We’re also working on fortification of tea. Tea is the second most often drank beverage in the world after water, and in India, it is a primary staple. Everybody at all levels of society drinks tea. I’ve been told they drink two cups of tea every day. Adding iron to tea is also a very difficult technological problem, because the tea polyphenols interact with iron to form complexes, which mean the teas look blue or black, they look ugly, they taste ugly, and they’re not bioavailable.

Again, we have to look at technology to prevent this interaction. We have two different approaches. One of them is encapsulation. The other one is introducing competing chelating agents. I just found out last year that North American women are also iron short, and they drink lots of iced tea, and we think that maybe we can put iron into iced tea and decrease this problem, so I’m playing with that.

What advice do you most like to share with graduates or early career professionals as they start their own lifetimes of achievement?

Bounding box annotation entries

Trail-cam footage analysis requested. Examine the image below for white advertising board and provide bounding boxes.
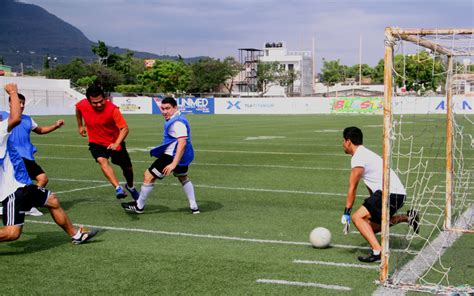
[215,98,330,114]
[112,97,152,114]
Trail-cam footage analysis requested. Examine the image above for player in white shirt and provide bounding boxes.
[341,126,419,262]
[122,97,200,214]
[0,83,97,244]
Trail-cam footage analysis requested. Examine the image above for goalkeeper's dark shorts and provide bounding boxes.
[362,190,406,224]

*Tasks and exercises*.
• A. Answer from the tea fortification excerpt:
(i) Which beverage is tea second to in how often it is drunk worldwide?
(ii) What are the two approaches named for preventing the interaction between tea polyphenols and iron?
(iii) Which beverage does the excerpt say North American women drink a lot of?
• B. Quote the tea fortification excerpt between "We’re also working" and "they’re not bioavailable.", inclusive.

*Responses for each task*.
• A.
(i) Water.
(ii) Encapsulation and introducing competing chelating agents.
(iii) Iced tea.

• B.
We’re also working on fortification of tea. Tea is the second most often drank beverage in the world after water, and in India, it is a primary staple. Everybody at all levels of society drinks tea. I’ve been told they drink two cups of tea every day. Adding iron to tea is also a very difficult technological problem, because the tea polyphenols interact with iron to form complexes, which mean the teas look blue or black, they look ugly, they taste ugly, and they’re not bioavailable.